[Dataset entries]
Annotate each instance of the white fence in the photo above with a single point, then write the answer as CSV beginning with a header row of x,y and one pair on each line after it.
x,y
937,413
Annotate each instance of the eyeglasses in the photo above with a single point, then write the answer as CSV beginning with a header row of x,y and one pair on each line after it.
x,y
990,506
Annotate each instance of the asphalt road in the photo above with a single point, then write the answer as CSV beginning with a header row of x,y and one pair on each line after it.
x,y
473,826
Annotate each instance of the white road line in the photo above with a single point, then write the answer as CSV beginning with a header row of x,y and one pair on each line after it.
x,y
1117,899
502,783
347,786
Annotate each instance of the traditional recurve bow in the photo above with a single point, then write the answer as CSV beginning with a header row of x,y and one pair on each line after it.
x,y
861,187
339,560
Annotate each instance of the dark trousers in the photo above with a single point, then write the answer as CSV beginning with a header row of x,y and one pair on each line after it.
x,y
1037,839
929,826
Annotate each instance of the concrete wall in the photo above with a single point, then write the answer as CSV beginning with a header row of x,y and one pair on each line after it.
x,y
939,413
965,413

PROBLEM DESCRIPTION -> Starting at the line in the records above that contains "Annotate each instance of the dark", output every line up to and including the last one, with nothing added.

SOLUTION BELOW ->
Annotate each instance of the dark trousers in the photo above with a single point, then write the answer as CSV beginning with a header row of x,y and one pair on each line after it.
x,y
1037,839
929,826
Annotate each instance of the concrete wall in the photo above with a single point, then write the answer as CSV beginning with a header row of x,y and one pair on each line after it.
x,y
939,413
965,413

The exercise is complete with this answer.